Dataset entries
□ □ □ □

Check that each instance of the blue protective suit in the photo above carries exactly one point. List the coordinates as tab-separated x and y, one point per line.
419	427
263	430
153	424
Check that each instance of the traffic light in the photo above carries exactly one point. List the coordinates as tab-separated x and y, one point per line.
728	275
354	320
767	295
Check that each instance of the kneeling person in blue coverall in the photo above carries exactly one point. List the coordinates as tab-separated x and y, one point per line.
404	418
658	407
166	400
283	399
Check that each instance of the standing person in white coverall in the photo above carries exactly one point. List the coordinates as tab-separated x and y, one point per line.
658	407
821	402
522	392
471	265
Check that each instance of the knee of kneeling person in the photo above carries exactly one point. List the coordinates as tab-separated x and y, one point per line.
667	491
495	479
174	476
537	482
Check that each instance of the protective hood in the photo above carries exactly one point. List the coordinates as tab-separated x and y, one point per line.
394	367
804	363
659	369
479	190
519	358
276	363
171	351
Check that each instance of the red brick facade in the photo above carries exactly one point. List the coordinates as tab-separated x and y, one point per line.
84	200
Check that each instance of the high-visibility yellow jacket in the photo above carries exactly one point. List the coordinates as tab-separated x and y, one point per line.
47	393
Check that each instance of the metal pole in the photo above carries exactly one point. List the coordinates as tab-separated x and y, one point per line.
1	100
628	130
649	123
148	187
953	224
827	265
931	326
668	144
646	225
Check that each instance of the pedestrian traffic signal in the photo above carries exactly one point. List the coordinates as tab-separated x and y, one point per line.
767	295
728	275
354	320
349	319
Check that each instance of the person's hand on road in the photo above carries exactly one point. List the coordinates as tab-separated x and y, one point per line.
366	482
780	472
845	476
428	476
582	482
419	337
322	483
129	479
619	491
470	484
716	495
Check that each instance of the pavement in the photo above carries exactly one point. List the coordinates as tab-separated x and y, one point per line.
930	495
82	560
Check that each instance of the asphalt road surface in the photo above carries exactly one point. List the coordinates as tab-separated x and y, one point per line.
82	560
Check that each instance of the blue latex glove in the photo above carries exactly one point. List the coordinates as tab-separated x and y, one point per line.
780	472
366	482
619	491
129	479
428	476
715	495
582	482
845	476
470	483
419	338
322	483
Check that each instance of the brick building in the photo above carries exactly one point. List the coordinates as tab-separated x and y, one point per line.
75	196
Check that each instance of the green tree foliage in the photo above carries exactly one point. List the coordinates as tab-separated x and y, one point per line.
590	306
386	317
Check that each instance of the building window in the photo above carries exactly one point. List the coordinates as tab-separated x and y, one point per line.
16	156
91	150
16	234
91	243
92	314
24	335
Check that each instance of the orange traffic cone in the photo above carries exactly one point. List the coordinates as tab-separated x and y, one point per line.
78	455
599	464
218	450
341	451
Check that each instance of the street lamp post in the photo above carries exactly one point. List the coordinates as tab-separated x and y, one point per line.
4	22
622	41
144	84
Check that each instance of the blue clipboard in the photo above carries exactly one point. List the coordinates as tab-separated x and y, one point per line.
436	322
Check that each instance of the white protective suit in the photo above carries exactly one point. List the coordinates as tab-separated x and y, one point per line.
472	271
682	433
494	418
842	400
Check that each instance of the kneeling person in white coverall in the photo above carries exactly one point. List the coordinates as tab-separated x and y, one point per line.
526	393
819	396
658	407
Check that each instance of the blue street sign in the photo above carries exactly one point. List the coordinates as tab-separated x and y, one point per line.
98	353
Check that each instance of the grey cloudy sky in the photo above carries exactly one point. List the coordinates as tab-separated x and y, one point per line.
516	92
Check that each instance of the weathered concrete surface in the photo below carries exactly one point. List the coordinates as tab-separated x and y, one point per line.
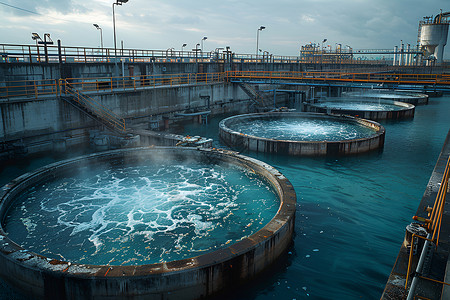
40	124
405	111
436	266
191	278
410	97
242	141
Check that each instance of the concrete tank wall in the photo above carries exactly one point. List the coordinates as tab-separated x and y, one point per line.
433	37
191	278
42	121
241	141
406	110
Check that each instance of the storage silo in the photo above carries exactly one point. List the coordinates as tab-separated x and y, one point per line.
433	37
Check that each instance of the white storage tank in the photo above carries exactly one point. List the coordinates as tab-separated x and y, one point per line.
433	37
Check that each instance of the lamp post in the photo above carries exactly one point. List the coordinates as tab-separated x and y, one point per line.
321	54
118	2
204	38
261	28
37	38
196	52
101	36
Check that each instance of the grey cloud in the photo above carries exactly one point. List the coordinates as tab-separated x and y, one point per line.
63	6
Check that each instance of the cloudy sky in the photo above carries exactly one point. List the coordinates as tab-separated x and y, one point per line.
149	24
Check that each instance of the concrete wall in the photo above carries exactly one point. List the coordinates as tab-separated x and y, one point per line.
405	111
35	125
192	278
241	141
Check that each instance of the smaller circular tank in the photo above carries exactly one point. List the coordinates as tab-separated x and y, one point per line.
383	94
366	108
301	134
433	38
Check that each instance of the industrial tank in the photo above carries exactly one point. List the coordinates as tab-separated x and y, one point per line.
433	37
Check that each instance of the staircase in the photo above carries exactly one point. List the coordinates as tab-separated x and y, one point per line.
258	99
92	108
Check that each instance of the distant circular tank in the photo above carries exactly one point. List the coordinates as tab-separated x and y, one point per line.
433	38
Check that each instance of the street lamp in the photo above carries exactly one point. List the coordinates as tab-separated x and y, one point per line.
257	39
196	51
204	38
118	2
37	38
101	35
324	40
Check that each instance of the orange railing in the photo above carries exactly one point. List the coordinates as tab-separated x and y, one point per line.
142	81
433	222
432	79
28	88
36	88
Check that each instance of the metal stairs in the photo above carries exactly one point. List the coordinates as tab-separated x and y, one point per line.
258	99
93	108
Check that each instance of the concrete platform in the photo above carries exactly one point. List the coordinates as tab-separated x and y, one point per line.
436	263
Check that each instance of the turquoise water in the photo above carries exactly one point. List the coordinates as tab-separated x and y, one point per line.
368	106
141	214
351	211
302	129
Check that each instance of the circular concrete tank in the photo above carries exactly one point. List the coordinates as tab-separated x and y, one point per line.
406	97
191	278
242	141
365	108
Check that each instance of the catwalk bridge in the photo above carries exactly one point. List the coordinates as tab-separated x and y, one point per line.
37	88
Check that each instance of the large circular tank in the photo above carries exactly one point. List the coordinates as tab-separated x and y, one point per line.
226	266
406	97
433	38
365	108
309	134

□ □ □ □

● To do:
Keep the pictures out and transcribe the entries exactly.

● Answer:
Check that each instance of the blue protective suit in the photo above carries exactly one point. List the coordinates as tab-separated x and y, one point per line.
419	427
263	430
153	424
Check that each instance of the traffic light in the photo above carries exactly one point. List the coordinates as tab-separated x and y, one point per line.
728	275
354	320
767	295
Check that each instance of the kneeling person in blue coverall in the photo above carries exactly one point. List the coordinates as tab-separated x and y, one point per line.
404	418
658	407
166	400
283	399
Check that each instance of the standing person in white coverall in the photo above carries exactly one point. List the coordinates as tab-separated x and y, one point per line.
658	407
821	402
522	392
471	265
Check that each instance of the knee of kneeling person in the photo above carries exactly one point. List the coordinates as tab-separated x and y, one point per line.
667	491
495	479
174	476
537	482
Check that each instance of the protective hood in the photo above carries exactly one point. List the coordinates as tab-separated x and y, one point per line.
394	367
804	363
659	369
479	190
519	358
276	363
171	351
Check that each instance of the red brick facade in the photo above carries exactly one point. List the coordinates as tab-separated x and y, one point per line.
84	200
Check that each instance of the high-visibility yellow jacket in the photo above carries exactly one point. List the coordinates as tab-separated x and y, one point per line.
47	393
Check that each instance of the metal pole in the photo above carries exactly one point. List the coordinates as tab-separated x and y, one point per line.
1	100
628	130
649	123
148	187
953	224
827	265
931	326
668	144
646	225
Check that each instance of the pedestrian traffic signal in the photo above carries exactly one point. List the coordinates as tab-separated x and y, one point per line.
767	295
728	275
354	320
349	319
Check that each instance of the person's hand on road in the photo above carries exactly one point. List the coordinates as tab-separated x and y, one point per line.
366	482
780	472
845	476
428	476
582	482
419	337
322	483
129	479
619	491
470	484
716	495
Check that each instance of the pavement in the photo above carries exactly one point. List the coordinates as tab-separated x and y, one point per line.
930	495
82	560
Check that each instance of the asphalt road surface in the photo above carries exactly one point. List the coordinates as tab-separated x and y, one point per line.
82	560
Check that each instance of the blue latex glove in the photo above carries exactly one point. List the coordinates as tab-separated x and y, one point per line.
780	472
366	482
619	491
129	479
428	476
715	495
582	482
845	476
470	483
419	338
322	483
Check that each instance of the brick building in the photo above carries exactly one point. List the coordinates as tab-separated x and y, one point per line.
75	196
Check that each instance of the green tree foliage in the photo above carries exactly one point. List the coordinates as tab-separated x and y, one point per line.
590	306
386	317
Check that each instance of the building window in the photo above carries exactly one point. List the coordinates as tab-separated x and y, one point per line.
16	156
91	150
16	234
91	243
92	314
24	335
Check that each instance of the orange traffic cone in the photo above carries exactly one point. List the coordinates as tab-separated x and y, one point per line.
78	455
599	464
218	450
341	451
Check that each instance of the street lamp post in the photo above carries exactly one point. List the coordinates as tab-separated x and y, one point per line.
4	22
622	41
144	84
Check that each instance of the blue clipboard in the photo above carries exactly one point. List the coordinates as tab-separated x and y, one point per line.
436	322
Check that each instance of the white protective suit in the photo above carries exactly one point. List the coordinates as tab-separated x and y, one point per line.
472	271
682	433
494	418
842	400
Check that each instance of the kneeling person in white coverall in the photo above carries exactly one point. List the coordinates as tab-separated x and y, one point per line.
526	393
819	396
658	407
Check that each instance of the blue street sign in the photo above carries exactly one point. List the coordinates as tab-separated x and y, one point per line.
98	353
Check that each instance of the grey cloudy sky in the photo above carries exactly one point. List the coordinates as tab-separated x and y, one point per line.
516	92
Check that each instance of the weathered concrete surface in the photo below carries exactly one point. List the coordinates as tab-separated x and y, one point per line.
40	124
405	111
436	266
191	278
410	97
242	141
Check that each instance of the concrete tank wall in the photo above carries exactly one point. List the coordinates as tab-separated x and y, one point per line.
433	37
191	278
42	121
241	141
406	110
Check that each instance of the storage silo in the photo above carries exactly one point. List the coordinates as tab-separated x and y, one point per line.
433	37
Check that each instance of the white storage tank in the photo above carries exactly one point. List the coordinates as tab-separated x and y, one point per line.
433	37
Check that each instance of the lamp post in the photo above carries exactly one point. List the coordinates as tab-separated x and y, one point per line.
321	54
118	2
204	38
261	28
37	38
196	52
101	36
Check that each instance of the grey cloud in the photo above carries exactly one point. List the coordinates as tab-separated x and y, one point per line.
63	6
Check that each instance of the cloudy sky in the photo above carries exactly one point. List the coordinates as tab-separated x and y, one point per line.
149	24
Check that each instance of the concrete wall in the photo above carries exactly one point. List the coordinates as tab-separated x and y, one point per line.
405	111
35	125
192	278
241	141
Check that each instance of the smaller circular tank in the photo above carries exactly one point. List the coordinates as tab-separated x and y, one point per line.
383	94
366	108
301	134
433	38
Check that each instance of the industrial tank in the photo above carries exactly one point. List the coordinates as tab-separated x and y, one point per line.
433	37
Check that each instance of the staircase in the photo above carries exactly one point. List the coordinates as tab-separated x and y, one point per line.
258	99
92	108
Check that each instance of the distant circular tank in the photo above carries exactly one point. List the coordinates as tab-separated x and y, one point per line.
433	38
Check that each instance of the street lamp in the photo above carries exactly one point. List the coordinates as tab-separated x and y, one point per line.
257	39
196	51
204	38
118	2
37	38
101	35
324	40
Check that each instance of the orange railing in the photo above carries exactly one point. List the coordinates as tab-separated x and y, one point per line.
142	81
433	222
432	79
28	88
36	88
Check that each instance of the metal stairs in the photo above carries exactly one point. List the coordinates as tab-separated x and y, one point per line.
258	99
93	108
Check that each instance of the concrete platform in the photo above carries exactly one point. List the coordinates as tab-separated x and y, one point per line.
436	263
Check that each instance of the turquoise water in the photo above carries exactly one point. List the coordinates as tab-separated x and y, one point per line.
368	106
141	214
351	211
302	129
Check that each instance of the circular concrete tank in the photo above carries exactly one point. List the coordinates as tab-separated x and y, one point per line.
406	97
191	278
242	141
365	108
Check that each instance of the catwalk bridge in the photo above carries exactly one point. List the coordinates as tab-separated x and y, one point per line.
37	88
Check that each instance of the large circular tank in the photo above carries exactly one point. List the coordinates as tab-separated x and y, one point per line.
226	266
406	97
433	38
365	108
309	134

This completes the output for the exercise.